Starting at the line that contains "red jacket in", quote each line exactly through the last line of the entries, both included.

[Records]
>>>>>
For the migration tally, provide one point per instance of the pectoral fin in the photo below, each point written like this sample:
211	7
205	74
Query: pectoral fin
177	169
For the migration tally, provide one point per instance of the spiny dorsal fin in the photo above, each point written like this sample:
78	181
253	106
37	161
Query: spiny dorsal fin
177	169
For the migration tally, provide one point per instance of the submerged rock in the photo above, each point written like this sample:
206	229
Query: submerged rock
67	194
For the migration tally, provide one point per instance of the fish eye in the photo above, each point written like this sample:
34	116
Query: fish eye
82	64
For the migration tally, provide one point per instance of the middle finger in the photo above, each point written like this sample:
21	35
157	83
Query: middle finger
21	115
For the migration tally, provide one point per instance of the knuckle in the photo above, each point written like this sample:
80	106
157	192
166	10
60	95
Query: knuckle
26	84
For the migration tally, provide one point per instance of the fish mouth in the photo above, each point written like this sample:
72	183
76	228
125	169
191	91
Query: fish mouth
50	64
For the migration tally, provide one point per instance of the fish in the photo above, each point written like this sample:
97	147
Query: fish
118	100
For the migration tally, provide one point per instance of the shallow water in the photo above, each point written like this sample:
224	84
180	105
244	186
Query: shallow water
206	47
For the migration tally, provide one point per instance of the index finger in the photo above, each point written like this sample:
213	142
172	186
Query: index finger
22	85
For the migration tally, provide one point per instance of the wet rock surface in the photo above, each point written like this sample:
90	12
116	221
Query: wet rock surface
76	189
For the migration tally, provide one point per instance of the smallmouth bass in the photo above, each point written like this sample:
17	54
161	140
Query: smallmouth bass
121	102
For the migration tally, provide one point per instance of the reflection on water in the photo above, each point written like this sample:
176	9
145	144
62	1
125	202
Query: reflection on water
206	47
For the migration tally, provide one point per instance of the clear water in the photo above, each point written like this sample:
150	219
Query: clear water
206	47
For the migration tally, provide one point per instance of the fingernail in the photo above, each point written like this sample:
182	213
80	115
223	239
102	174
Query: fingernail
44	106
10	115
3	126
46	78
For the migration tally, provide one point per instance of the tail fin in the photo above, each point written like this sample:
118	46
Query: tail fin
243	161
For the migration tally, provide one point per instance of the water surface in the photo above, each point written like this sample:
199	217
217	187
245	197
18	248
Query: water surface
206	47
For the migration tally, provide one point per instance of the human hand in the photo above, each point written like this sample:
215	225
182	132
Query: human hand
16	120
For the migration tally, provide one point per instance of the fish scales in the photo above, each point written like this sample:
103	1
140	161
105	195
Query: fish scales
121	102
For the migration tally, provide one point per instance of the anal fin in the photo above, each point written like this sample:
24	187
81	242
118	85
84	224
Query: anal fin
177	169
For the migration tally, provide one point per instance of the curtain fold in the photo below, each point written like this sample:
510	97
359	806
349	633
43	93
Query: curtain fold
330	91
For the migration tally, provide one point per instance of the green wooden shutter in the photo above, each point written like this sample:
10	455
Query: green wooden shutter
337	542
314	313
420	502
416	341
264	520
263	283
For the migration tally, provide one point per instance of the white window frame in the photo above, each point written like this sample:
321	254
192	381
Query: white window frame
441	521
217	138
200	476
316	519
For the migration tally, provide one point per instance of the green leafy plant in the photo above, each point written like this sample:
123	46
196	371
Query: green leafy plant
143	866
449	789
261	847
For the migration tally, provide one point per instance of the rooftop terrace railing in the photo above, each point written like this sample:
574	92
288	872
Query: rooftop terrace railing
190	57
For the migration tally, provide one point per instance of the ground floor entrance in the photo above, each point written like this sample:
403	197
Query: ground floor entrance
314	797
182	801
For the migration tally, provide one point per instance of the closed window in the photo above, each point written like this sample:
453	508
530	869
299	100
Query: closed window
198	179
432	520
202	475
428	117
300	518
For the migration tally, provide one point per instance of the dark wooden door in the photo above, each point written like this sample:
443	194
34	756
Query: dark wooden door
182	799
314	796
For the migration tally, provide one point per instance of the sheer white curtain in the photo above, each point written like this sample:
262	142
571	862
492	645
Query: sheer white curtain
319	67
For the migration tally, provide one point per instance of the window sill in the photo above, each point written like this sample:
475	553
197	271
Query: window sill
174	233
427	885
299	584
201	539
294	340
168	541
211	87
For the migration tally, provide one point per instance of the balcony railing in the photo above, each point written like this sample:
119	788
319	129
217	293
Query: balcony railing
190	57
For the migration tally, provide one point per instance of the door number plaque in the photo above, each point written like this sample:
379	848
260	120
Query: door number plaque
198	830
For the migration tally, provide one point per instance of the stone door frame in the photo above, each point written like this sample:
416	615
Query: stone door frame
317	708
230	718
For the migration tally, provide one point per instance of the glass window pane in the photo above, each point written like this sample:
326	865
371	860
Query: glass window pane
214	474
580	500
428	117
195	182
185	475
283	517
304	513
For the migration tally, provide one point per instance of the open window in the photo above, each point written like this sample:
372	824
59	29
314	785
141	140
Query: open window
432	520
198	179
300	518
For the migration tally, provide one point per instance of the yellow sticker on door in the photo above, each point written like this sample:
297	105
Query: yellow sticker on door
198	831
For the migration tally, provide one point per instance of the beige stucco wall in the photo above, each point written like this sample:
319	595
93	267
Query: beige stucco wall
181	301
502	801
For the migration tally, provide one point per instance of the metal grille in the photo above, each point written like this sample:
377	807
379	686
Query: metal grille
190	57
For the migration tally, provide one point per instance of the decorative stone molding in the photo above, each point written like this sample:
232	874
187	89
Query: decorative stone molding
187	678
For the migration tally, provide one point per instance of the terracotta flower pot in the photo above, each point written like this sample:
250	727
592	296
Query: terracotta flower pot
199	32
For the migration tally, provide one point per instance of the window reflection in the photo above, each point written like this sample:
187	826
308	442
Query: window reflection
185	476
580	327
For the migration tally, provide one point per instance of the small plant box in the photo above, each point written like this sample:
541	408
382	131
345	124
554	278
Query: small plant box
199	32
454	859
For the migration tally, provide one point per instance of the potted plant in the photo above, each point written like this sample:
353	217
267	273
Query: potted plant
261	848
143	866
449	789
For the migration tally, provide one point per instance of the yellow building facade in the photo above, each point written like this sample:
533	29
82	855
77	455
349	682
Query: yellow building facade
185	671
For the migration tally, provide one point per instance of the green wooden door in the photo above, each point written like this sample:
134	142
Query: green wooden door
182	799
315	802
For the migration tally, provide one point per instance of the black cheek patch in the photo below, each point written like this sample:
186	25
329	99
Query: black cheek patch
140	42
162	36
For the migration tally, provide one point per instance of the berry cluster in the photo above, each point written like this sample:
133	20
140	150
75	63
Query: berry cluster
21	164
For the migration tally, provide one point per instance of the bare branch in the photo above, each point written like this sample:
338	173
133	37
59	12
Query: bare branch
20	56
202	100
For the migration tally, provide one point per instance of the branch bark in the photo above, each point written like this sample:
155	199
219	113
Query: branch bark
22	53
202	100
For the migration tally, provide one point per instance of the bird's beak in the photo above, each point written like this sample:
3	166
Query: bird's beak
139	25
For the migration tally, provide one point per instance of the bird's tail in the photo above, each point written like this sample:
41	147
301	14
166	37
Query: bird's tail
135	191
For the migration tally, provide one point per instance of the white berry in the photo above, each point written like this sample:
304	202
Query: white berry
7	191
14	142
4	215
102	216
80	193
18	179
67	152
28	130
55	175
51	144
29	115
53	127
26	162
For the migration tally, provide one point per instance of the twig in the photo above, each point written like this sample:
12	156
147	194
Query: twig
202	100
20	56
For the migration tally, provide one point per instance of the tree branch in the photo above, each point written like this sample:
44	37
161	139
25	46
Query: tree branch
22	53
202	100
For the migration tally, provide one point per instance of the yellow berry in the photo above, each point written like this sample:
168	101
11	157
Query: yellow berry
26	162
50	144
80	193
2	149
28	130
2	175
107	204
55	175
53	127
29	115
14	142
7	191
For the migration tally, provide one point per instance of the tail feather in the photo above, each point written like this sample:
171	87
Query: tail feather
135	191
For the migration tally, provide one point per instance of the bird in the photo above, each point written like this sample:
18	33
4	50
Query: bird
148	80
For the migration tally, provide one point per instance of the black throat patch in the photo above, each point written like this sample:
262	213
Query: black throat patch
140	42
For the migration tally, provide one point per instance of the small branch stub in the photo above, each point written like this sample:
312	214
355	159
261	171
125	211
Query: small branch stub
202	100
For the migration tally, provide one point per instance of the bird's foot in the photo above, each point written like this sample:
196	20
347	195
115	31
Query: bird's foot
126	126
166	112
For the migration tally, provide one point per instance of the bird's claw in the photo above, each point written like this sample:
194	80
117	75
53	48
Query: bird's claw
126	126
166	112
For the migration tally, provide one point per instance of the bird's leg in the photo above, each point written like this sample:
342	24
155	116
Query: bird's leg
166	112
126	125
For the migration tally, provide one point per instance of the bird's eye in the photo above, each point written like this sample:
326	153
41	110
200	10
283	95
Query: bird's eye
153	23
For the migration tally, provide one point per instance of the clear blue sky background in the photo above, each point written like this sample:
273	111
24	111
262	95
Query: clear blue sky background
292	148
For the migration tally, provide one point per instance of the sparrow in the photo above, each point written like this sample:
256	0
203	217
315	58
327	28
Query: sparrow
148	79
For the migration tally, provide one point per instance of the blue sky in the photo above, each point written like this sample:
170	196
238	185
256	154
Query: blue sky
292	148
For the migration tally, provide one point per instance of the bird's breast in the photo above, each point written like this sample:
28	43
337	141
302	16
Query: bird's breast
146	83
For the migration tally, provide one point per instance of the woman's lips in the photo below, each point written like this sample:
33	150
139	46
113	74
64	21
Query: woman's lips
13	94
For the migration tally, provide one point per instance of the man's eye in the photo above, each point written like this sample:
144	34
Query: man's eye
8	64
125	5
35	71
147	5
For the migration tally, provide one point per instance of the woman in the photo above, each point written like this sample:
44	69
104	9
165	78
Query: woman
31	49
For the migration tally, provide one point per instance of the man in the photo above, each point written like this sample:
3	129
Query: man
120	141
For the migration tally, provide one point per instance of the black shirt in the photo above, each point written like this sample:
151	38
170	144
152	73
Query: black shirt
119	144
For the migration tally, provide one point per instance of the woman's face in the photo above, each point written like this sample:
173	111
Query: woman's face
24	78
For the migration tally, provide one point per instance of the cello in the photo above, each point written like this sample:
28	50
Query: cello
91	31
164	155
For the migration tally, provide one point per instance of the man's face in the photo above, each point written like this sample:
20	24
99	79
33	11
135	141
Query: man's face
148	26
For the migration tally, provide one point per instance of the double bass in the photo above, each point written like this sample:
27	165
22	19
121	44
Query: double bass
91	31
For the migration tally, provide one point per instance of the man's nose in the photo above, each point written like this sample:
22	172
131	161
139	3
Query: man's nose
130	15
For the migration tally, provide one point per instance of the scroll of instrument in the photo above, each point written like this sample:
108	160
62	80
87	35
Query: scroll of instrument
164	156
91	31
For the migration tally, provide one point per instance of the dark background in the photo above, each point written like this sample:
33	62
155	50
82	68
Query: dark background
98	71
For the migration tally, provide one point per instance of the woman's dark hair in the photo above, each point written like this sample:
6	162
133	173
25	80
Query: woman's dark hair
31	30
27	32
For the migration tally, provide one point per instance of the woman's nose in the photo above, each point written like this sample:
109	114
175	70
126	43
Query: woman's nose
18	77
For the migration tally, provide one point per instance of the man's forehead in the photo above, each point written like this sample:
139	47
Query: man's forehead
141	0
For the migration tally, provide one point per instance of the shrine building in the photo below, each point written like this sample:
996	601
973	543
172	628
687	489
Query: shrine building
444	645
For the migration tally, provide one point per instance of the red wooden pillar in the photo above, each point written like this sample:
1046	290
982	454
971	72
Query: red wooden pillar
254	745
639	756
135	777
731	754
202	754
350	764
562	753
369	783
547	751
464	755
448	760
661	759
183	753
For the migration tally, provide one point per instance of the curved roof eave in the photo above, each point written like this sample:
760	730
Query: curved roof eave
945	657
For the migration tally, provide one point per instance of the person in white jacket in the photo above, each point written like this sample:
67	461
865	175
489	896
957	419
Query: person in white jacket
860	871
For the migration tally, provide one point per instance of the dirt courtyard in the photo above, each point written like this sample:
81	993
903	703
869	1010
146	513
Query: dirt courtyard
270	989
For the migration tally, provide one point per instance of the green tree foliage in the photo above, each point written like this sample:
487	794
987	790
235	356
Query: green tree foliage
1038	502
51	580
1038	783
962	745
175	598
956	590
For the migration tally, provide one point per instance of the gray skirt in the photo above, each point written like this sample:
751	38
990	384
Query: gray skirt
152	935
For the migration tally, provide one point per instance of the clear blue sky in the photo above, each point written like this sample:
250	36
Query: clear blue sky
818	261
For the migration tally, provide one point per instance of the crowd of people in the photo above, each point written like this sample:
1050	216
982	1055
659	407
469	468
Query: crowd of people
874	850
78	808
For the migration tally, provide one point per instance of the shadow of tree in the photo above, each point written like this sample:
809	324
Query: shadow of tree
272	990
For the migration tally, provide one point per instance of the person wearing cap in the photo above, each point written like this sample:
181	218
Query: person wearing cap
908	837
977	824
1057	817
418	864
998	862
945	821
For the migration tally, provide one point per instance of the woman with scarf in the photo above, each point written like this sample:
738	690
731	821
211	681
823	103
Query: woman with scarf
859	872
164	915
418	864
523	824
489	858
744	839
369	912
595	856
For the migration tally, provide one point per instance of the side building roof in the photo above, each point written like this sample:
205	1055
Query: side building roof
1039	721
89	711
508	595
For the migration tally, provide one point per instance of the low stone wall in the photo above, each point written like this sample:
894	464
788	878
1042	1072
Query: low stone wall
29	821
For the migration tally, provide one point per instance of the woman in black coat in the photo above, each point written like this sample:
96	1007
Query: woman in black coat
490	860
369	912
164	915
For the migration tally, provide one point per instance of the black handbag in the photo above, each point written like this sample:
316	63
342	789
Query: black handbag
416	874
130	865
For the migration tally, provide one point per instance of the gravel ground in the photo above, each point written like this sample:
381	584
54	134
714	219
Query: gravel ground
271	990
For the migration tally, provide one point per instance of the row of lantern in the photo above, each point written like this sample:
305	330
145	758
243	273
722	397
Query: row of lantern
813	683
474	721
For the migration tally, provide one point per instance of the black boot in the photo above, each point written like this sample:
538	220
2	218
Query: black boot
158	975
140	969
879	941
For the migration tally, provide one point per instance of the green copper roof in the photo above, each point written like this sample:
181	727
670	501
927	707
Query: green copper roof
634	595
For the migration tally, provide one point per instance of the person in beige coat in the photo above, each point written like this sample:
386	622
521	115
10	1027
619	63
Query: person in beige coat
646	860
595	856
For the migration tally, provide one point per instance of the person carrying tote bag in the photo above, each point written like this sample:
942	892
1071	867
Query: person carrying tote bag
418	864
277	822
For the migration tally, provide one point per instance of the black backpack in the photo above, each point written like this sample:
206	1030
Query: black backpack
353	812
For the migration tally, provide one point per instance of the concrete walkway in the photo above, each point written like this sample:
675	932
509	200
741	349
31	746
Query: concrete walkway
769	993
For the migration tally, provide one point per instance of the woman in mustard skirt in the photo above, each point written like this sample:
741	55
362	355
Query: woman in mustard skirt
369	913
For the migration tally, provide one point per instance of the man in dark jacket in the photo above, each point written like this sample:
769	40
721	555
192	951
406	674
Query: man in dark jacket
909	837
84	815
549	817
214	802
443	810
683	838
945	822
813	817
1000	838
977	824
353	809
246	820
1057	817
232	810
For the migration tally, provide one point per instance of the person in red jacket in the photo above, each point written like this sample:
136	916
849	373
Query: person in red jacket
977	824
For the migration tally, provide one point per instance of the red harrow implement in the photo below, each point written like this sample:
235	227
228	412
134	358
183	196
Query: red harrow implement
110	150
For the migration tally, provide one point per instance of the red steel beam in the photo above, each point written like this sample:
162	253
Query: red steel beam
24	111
<<<<<
[Exercise output]
For the migration tally, provide one point per instance of the person in red jacket in the photo above, each point written like this sample:
136	916
849	373
Query: person in red jacket
977	824
For the migration tally, provide one point per instance of the red harrow implement in the photo below, each point written like this sample:
235	227
228	412
134	358
183	196
Query: red harrow implement
110	150
For the migration tally, provide one point per instance of the red steel beam in the photo above, each point written like this sample:
162	253
Query: red steel beam
24	111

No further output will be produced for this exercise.